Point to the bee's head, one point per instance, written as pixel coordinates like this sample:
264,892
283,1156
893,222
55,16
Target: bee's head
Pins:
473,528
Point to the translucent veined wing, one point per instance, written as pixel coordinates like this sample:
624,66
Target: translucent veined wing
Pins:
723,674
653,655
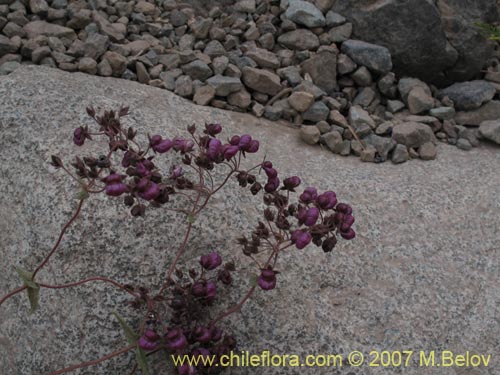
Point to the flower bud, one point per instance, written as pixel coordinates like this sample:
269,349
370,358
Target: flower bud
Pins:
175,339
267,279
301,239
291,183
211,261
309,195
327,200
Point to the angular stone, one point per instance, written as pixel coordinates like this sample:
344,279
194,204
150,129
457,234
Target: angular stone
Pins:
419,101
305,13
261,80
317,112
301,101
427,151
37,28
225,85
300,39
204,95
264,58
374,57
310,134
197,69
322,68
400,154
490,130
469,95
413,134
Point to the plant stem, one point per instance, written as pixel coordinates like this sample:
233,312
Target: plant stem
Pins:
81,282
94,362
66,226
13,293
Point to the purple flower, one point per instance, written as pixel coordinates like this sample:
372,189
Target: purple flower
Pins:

▸ WHAT TO WORK ON
Give all the records above again with every "Pins" swapped for "Marks" and everything else left unchanged. Don't include the pictures in the answer.

▸ WRITTEN RESPONSE
Point to the bee's head, one point per instance, written as pixel coordinates like this sample:
264,892
283,1156
893,222
55,16
Target: bee's head
Marks:
473,528
Point to the translucent veined wing, one point per instance, written as pixel coordinates like this sample:
624,66
Target: translucent veined wing
Marks:
723,674
653,655
Point to the flower bud, one point per instance, written as pixel coordinates like this sample:
269,349
370,358
Target: flower bud
Marks:
175,339
267,279
301,239
291,183
211,261
309,195
327,200
Point to the angular stone, one point per instance, written as pixel coordinates like this sample:
344,279
194,204
150,129
457,234
Target: angular stone
Marks:
419,101
305,13
261,80
317,112
301,101
427,151
37,28
225,85
300,39
204,95
264,58
374,57
310,134
197,69
322,68
400,154
490,130
469,95
413,134
Point to the plant stem, one point per instance, written as pixel coordinates like this sample:
233,312
Target: plant stem
Marks:
81,282
94,362
66,226
13,293
Point to the purple flower, one point per instance, written as pixel coordinates like this sample:
372,189
Target: purple flower
Marks:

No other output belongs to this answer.